=== Begin Enclosure ===

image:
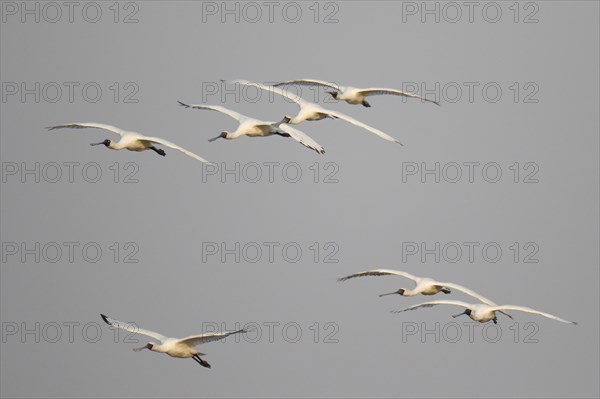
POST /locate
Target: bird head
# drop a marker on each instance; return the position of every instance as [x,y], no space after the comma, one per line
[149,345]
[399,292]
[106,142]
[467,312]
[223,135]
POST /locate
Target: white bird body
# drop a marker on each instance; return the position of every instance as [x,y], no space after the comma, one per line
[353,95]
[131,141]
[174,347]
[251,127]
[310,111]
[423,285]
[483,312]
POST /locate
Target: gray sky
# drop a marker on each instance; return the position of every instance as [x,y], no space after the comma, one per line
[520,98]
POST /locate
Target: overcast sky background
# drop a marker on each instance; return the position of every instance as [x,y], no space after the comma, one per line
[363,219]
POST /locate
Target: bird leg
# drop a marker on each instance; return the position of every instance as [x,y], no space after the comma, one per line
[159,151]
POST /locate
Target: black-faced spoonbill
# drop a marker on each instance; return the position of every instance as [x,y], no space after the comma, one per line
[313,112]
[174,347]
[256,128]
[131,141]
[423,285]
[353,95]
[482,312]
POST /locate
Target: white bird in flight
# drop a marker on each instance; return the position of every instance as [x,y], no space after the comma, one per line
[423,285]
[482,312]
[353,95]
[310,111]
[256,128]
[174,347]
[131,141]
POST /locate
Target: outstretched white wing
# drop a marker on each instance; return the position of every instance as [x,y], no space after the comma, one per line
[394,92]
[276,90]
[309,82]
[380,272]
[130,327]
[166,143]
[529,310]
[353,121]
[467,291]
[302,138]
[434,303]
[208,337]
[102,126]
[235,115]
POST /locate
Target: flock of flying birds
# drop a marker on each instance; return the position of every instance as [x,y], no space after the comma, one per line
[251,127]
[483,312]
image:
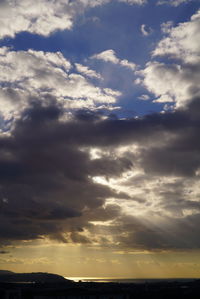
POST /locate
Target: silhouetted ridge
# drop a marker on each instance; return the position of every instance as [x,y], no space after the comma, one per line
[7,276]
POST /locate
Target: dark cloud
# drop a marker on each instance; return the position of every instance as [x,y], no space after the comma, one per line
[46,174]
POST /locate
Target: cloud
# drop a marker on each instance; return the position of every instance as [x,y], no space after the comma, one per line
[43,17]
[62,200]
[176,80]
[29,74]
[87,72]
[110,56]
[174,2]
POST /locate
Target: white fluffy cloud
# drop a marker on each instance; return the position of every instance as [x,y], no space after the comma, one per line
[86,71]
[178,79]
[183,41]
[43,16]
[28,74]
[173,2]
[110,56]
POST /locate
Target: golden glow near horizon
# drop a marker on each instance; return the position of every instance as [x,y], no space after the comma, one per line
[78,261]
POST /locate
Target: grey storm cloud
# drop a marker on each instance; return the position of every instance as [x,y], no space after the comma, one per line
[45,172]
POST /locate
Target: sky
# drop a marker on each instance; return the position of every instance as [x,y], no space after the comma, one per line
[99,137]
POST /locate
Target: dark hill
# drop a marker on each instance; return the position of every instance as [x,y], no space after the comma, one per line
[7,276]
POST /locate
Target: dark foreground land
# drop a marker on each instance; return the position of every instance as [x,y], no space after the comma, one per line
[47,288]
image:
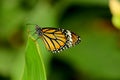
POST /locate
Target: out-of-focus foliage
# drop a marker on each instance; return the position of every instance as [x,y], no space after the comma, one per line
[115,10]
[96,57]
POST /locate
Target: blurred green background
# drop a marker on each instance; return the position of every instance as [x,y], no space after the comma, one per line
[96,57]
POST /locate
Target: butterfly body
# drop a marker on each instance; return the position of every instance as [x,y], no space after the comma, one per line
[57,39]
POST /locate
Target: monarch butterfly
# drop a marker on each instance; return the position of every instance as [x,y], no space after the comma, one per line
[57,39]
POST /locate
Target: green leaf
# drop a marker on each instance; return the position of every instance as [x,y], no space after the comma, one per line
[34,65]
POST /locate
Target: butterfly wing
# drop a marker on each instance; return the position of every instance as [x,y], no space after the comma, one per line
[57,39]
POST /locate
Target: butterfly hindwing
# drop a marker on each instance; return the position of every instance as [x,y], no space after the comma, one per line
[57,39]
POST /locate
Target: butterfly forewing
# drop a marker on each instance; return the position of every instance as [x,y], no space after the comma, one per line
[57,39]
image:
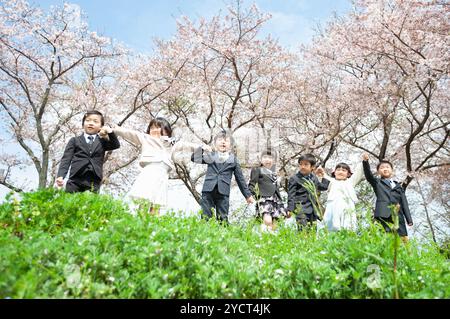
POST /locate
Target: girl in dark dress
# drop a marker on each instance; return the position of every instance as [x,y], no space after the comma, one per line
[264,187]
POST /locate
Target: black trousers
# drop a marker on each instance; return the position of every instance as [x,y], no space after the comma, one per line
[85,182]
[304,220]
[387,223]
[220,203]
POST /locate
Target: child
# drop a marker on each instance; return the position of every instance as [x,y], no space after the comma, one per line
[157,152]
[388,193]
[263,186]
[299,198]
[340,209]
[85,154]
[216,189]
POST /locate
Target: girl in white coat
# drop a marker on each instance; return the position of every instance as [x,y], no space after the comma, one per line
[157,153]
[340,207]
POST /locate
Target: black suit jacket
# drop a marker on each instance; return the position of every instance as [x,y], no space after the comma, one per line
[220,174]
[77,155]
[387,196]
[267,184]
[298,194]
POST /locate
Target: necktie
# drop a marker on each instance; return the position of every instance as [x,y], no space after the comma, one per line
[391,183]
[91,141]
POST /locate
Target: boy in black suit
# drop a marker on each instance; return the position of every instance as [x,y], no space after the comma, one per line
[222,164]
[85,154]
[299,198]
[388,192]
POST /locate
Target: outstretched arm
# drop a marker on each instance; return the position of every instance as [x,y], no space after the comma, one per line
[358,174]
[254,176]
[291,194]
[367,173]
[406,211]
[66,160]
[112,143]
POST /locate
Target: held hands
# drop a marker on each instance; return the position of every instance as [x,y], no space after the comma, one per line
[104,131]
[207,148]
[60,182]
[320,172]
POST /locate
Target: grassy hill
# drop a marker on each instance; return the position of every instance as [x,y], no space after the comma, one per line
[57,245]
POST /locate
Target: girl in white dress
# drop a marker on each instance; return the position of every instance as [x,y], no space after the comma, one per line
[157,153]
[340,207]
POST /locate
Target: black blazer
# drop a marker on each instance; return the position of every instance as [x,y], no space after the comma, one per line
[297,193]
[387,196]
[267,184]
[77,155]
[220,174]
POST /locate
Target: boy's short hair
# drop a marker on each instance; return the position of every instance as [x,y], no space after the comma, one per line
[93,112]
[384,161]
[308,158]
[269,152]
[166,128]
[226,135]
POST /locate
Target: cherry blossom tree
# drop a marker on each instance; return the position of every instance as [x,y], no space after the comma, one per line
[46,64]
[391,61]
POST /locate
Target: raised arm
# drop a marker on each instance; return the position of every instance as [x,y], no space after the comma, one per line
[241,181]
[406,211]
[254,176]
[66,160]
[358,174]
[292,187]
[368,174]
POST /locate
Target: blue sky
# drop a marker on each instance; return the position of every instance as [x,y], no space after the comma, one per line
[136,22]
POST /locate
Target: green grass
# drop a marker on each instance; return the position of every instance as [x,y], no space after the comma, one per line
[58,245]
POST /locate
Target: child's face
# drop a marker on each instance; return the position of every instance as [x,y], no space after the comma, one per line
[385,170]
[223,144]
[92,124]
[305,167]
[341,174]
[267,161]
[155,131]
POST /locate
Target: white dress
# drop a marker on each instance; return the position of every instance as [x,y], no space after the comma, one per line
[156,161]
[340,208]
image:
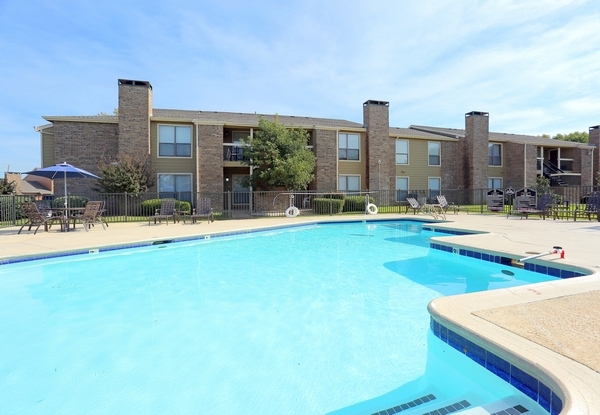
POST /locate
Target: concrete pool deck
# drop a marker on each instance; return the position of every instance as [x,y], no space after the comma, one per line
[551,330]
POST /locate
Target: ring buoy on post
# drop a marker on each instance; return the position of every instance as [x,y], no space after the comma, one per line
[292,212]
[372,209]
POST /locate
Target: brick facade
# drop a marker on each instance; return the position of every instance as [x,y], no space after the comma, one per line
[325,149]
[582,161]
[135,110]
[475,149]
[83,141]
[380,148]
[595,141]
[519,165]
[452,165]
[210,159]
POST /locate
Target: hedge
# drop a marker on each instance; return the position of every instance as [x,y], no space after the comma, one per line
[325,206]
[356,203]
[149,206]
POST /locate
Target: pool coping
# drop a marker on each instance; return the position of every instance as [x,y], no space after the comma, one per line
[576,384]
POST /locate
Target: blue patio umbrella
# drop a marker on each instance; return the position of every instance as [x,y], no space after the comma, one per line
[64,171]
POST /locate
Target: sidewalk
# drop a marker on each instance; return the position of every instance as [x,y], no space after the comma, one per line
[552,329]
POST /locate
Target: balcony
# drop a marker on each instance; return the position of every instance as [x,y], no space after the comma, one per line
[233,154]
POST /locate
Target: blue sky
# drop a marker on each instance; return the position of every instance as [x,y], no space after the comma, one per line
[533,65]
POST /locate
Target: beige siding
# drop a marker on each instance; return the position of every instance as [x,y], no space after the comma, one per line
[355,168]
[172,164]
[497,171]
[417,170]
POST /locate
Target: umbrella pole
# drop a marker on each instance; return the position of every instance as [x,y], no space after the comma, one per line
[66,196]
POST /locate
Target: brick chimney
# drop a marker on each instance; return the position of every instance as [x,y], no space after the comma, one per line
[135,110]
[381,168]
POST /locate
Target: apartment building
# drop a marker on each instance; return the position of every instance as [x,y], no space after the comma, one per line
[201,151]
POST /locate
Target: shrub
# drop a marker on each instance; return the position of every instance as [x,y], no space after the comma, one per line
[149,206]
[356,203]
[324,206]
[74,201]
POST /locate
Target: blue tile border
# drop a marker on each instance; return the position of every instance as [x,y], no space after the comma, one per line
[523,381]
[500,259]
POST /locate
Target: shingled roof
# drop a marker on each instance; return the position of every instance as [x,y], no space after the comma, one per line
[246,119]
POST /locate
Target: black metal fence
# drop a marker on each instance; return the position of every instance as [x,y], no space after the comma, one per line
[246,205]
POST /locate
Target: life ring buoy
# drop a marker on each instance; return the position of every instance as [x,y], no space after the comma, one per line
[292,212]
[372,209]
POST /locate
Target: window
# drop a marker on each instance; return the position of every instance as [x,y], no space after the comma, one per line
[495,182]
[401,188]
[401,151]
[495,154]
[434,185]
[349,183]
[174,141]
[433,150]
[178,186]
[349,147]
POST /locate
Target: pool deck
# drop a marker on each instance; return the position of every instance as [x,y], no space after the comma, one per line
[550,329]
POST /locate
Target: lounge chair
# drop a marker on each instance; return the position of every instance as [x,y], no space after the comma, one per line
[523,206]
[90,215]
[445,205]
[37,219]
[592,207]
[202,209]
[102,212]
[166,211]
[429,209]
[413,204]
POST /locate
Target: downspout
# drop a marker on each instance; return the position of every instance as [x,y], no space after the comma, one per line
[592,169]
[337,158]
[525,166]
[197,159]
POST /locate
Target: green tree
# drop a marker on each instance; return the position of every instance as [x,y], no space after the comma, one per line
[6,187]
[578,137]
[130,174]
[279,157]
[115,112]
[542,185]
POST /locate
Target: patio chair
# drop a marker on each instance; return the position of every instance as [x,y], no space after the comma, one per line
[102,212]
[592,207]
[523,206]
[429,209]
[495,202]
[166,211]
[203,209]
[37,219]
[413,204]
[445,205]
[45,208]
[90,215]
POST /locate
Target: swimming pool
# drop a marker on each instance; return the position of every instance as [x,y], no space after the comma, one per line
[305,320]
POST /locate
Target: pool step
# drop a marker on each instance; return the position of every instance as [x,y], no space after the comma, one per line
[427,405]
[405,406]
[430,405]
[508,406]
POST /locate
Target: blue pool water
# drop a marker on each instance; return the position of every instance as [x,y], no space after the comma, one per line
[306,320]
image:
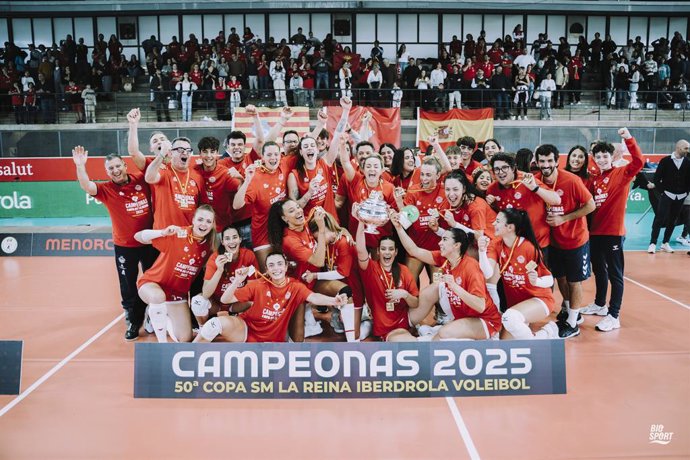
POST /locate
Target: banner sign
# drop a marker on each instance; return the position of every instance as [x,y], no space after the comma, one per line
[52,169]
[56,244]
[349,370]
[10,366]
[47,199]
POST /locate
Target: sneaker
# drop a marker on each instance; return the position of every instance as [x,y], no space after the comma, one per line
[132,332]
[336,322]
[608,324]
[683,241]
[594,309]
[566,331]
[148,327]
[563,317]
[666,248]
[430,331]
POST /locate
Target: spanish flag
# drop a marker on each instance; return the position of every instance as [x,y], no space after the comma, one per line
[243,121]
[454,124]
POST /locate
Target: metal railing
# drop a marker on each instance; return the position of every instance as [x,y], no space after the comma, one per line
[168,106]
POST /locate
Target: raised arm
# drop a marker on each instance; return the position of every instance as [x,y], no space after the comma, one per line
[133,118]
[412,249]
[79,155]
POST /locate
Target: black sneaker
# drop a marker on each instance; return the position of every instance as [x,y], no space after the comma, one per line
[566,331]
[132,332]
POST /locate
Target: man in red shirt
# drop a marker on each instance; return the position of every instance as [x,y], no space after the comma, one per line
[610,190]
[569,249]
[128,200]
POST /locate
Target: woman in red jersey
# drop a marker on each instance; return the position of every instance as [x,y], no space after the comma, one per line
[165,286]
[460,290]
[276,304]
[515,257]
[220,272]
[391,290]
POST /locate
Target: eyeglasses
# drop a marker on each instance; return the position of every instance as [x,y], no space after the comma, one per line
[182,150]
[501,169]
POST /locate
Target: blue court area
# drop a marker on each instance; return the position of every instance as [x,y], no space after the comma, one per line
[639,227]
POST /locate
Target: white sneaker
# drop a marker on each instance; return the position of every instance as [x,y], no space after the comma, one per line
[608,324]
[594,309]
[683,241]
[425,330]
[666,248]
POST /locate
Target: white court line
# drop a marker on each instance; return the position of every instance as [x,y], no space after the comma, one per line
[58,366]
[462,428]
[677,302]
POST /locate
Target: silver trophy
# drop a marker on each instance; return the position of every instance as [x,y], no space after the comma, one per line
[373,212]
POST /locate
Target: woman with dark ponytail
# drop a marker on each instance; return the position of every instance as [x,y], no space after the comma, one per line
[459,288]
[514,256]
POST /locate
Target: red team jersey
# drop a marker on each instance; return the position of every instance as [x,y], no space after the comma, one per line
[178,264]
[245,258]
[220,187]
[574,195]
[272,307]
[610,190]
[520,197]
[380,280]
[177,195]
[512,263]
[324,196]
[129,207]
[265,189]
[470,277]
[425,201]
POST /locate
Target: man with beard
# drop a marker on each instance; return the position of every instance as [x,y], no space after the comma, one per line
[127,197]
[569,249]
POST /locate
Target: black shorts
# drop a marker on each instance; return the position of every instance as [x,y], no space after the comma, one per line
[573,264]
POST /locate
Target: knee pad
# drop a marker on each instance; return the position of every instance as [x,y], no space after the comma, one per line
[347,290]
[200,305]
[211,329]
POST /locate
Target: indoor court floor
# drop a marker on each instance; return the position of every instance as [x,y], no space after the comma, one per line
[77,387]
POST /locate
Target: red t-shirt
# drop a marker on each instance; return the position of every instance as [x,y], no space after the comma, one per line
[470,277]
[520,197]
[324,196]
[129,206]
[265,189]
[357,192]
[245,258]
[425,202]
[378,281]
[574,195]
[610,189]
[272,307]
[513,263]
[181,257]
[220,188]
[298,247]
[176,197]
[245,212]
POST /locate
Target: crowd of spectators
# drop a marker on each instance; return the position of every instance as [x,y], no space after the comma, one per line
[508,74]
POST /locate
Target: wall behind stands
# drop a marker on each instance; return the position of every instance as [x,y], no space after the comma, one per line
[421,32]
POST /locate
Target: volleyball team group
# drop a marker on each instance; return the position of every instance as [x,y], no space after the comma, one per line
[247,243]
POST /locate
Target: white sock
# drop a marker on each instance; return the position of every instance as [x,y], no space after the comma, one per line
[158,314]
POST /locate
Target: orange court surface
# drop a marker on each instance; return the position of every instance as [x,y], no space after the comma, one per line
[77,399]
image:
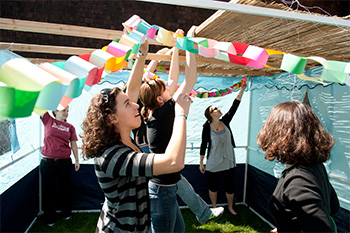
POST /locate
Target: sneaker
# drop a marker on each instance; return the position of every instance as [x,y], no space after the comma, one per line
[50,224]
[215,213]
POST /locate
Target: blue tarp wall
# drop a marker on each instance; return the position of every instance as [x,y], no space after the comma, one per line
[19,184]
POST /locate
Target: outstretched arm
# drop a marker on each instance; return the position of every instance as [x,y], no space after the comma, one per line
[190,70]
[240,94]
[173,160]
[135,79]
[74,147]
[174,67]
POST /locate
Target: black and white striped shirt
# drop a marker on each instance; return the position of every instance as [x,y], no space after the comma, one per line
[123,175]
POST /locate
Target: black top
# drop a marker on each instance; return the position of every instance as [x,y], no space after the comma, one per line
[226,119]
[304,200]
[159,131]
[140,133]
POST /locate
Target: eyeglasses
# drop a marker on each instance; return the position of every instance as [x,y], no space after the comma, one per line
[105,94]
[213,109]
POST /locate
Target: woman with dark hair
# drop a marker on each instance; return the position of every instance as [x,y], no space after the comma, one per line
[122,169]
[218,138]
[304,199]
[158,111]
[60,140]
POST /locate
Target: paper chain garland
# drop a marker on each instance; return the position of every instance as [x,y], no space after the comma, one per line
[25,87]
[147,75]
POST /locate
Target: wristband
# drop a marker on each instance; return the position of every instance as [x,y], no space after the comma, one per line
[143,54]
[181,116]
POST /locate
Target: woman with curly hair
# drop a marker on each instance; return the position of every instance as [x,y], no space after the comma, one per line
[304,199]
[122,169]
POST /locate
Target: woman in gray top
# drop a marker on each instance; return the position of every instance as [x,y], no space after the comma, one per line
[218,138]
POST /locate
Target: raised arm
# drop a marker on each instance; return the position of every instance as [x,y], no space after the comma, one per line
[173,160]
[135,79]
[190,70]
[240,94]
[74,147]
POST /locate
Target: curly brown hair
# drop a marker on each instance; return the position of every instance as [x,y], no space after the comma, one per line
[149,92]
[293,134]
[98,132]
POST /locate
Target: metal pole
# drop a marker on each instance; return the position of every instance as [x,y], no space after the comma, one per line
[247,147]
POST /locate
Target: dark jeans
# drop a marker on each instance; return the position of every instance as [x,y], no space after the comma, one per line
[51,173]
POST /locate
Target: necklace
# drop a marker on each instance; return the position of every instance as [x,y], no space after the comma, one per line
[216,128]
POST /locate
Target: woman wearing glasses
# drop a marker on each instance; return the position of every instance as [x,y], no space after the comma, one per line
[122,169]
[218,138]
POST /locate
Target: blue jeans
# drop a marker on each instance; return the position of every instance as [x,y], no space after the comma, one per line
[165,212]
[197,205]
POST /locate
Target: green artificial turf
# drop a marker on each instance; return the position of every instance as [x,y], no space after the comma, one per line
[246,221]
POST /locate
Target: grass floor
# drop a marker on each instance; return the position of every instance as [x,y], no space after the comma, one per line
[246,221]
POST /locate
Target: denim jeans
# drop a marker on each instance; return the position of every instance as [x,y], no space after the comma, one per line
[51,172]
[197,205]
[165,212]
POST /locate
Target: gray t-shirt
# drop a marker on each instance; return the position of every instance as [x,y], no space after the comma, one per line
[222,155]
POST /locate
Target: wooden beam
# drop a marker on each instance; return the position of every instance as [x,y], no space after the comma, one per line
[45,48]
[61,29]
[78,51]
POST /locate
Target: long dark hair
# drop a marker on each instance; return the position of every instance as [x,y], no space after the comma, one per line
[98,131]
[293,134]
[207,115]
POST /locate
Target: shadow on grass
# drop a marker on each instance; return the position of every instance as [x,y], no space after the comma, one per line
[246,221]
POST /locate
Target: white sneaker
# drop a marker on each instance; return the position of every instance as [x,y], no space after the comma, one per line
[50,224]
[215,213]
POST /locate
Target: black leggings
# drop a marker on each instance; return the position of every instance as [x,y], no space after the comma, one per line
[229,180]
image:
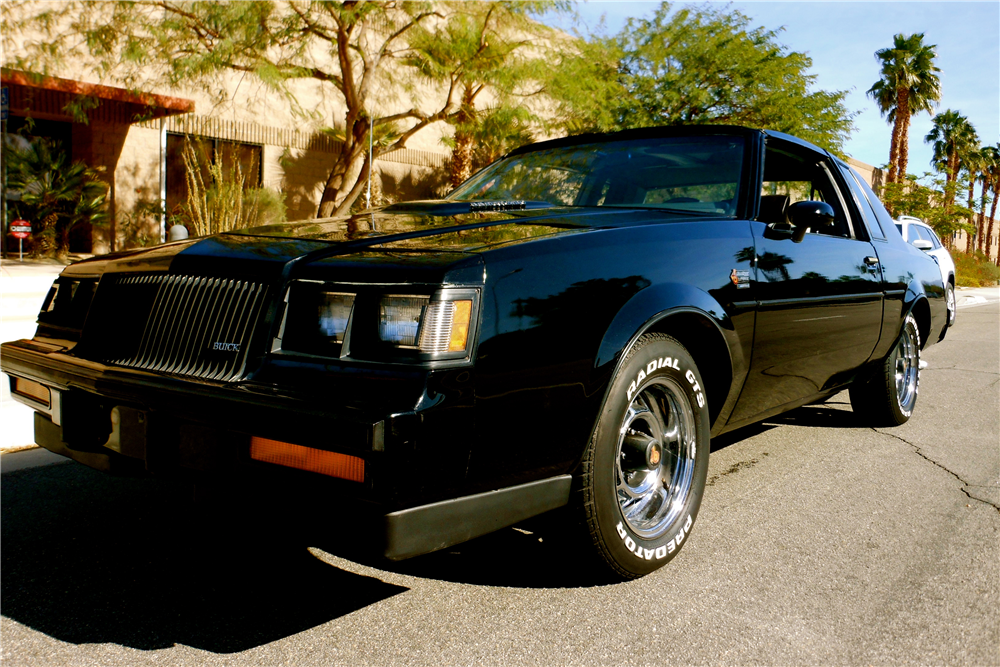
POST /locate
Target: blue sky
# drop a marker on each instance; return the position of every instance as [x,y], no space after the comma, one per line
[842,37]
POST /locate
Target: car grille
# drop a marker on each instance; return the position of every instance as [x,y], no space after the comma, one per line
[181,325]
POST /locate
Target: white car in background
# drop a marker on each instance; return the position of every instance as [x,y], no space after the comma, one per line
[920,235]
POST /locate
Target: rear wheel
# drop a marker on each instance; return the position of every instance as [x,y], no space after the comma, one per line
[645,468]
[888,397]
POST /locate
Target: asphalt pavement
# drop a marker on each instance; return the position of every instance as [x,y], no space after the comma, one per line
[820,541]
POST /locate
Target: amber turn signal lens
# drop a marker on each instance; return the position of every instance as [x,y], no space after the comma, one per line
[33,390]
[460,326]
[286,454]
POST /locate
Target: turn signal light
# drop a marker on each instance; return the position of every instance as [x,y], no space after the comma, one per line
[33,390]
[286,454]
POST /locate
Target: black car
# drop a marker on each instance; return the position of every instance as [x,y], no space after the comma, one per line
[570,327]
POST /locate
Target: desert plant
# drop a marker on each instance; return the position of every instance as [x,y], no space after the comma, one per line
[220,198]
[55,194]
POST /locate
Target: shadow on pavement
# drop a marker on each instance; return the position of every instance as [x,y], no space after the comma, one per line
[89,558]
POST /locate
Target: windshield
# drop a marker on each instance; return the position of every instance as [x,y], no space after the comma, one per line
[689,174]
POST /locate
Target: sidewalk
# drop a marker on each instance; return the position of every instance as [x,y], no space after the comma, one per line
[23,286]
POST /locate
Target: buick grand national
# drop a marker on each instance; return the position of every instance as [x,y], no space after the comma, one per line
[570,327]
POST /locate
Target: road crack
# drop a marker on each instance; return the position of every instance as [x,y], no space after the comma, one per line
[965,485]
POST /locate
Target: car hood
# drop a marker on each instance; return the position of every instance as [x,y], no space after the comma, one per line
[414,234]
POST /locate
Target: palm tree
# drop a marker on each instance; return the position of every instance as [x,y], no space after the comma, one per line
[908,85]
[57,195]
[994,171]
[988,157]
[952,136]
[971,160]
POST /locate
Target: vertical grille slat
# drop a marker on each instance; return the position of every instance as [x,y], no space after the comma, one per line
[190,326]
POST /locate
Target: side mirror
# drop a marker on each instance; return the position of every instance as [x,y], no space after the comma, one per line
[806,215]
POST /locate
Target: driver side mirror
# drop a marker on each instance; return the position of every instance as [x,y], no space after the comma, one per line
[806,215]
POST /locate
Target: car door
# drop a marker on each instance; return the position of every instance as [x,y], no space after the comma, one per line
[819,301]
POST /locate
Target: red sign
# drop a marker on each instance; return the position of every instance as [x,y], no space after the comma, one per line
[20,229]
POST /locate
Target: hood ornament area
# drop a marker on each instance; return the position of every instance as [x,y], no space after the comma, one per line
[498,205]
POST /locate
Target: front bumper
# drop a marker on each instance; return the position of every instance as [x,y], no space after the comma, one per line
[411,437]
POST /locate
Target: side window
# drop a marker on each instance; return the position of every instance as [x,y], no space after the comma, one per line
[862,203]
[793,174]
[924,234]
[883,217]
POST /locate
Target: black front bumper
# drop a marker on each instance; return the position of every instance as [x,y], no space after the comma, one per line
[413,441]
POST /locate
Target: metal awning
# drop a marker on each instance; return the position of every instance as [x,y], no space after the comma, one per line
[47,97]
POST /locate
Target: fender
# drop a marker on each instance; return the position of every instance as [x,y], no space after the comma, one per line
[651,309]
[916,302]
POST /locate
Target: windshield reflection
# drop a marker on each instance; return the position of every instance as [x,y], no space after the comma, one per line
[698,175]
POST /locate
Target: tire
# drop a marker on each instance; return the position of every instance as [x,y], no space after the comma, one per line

=== End Enclosure ===

**Directions for this task**
Could you restate, word for word, the lines above from the one with "Target: wristband" to the one with "Target: metal pole", both included?

**Written solution**
Target: wristband
# drop a marker on each instance; return the position of every instance as [x,y], no space after the comma, one per line
[143,54]
[181,116]
POST /locate
Target: woman with curly hair
# drop a marker on each instance; return the position of every instance as [x,y], no space after the comma, one per line
[304,199]
[122,169]
POST /locate
Target: woman in gray top
# drop a marker on each instance; return the position of every instance as [x,y], no space after the comma, one per line
[218,138]
POST /locate
Target: raised arm
# drop a marker on each instance; return the position of every instance as [x,y], no space after the comma, one per line
[173,160]
[135,79]
[190,70]
[240,94]
[74,147]
POST /locate
Target: curly brown hair
# drop a marker on each instance; return the position of every instance as [x,y], no space after the comma, one per line
[149,92]
[293,134]
[98,132]
POST /locate
Target: metal pole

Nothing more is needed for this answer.